● Exercise 1: In the piece on wastewater testing at the University of Arizona, how many residents and dorm workers did the university retest?
● Exercise 2: From the piece on wastewater testing at the University of Arizona, copy out the stretch from "A while back, I'd" through "but short summary.", and swap "compulsory" for "mandatory".

● Selected text:
== Segment start ==

A while back, I'd pointed to the wastewater testing going on at the dorms at the University of Arizona. There, every student heading to the dorms got a Covid test on moving in. The wastewater from each dorm was tested for Covid. When samples from one hall of residence showed up positive, everyone in that building got another Covid test. All the testing is compulsory, because the University aren't idiots.
Science Mag had a good but short summary.
By testing dorm wastewater for the coronavirus, the University of Arizona may have stomped out a potential outbreak before it could spread, The Washington Post reports. Several countries and some U.S. universities have been checking sewage for RNA from SARS-CoV-2 in people’s poop, which can signal infections shortly before clinical cases and deaths appear. In Arizona, wastewater from a student dormitory contained viral RNA just days after students—who had all tested negative for COVID-19—moved into their rooms this month. The university retested all 311 residents and dorm workers and found two students who were asymptomatic but positive for the virus; they were then quarantined, officials explained in a press conference. “If we had waited until they became symptomatic and they stayed in that dorm for days, or a week, or the whole incubation period, how many other people would have been infected?” said former U.S. Surgeon General Richard Carmona, now a faculty member at the university. That suggests sewage testing “is a very good early warning system,” environmental health scientist Kevin Thomas of the University of Queensland, St. Lucia, told The Washington Post.
But check out as well the weekly info sessions that the University puts on. It's really rather good.

== Segment end ==

● Given entries:
== Segment start ==

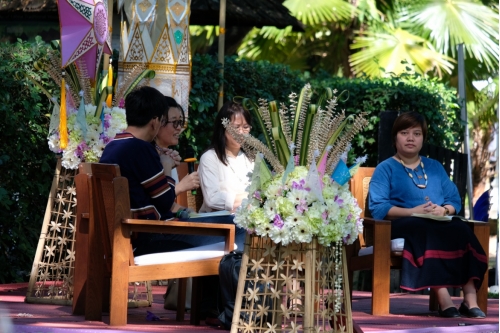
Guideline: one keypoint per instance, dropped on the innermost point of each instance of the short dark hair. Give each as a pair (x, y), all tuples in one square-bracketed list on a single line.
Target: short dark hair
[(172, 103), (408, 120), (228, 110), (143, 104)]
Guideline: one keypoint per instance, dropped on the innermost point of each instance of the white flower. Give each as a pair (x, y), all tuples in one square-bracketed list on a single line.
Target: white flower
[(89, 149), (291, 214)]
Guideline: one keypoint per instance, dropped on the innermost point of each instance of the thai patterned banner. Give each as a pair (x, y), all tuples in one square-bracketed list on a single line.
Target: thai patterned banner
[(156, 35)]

== Segment end ==
== Segment start ==

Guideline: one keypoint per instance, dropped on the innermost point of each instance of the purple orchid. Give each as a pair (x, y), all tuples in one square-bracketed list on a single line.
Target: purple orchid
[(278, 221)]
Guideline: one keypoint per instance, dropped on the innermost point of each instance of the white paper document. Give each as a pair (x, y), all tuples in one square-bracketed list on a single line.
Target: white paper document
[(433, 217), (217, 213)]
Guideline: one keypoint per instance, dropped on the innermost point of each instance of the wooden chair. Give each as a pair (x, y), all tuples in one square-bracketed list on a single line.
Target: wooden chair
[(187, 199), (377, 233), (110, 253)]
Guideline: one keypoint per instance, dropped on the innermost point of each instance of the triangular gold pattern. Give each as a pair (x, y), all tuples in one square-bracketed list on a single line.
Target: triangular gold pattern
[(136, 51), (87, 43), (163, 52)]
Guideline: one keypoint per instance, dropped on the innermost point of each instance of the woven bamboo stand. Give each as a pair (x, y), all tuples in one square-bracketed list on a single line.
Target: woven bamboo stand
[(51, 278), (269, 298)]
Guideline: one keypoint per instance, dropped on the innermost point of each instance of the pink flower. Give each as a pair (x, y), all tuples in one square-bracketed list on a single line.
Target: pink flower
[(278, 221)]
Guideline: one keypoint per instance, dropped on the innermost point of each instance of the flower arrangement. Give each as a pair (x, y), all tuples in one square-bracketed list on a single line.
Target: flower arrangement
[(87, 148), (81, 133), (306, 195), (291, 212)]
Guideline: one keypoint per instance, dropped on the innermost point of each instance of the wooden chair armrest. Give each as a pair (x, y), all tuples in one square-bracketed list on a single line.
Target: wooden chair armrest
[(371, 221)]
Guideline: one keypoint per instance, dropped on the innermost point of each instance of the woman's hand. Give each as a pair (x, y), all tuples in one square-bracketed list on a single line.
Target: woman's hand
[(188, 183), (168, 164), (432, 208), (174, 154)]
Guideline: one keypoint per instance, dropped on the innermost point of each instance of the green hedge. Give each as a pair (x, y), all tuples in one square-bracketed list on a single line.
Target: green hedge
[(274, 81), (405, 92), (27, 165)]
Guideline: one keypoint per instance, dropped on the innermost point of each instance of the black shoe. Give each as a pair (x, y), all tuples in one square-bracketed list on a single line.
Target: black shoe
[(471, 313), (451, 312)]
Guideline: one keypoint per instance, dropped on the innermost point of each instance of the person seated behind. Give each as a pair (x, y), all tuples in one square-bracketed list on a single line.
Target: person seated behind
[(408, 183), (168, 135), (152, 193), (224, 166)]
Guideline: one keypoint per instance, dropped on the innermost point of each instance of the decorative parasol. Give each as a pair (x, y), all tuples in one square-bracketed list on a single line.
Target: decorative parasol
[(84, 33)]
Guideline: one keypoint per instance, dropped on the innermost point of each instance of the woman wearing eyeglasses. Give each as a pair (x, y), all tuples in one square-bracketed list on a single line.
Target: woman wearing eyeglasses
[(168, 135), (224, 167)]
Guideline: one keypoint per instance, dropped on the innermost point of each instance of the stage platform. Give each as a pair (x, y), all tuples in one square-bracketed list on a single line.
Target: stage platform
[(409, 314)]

== Segment end ==

● Answer space 1: 311

● Answer space 2:
A while back, I'd pointed to the wastewater testing going on at the dorms at the University of Arizona. There, every student heading to the dorms got a Covid test on moving in. The wastewater from each dorm was tested for Covid. When samples from one hall of residence showed up positive, everyone in that building got another Covid test. All the testing is mandatory, because the University aren't idiots.
Science Mag had a good but short summary.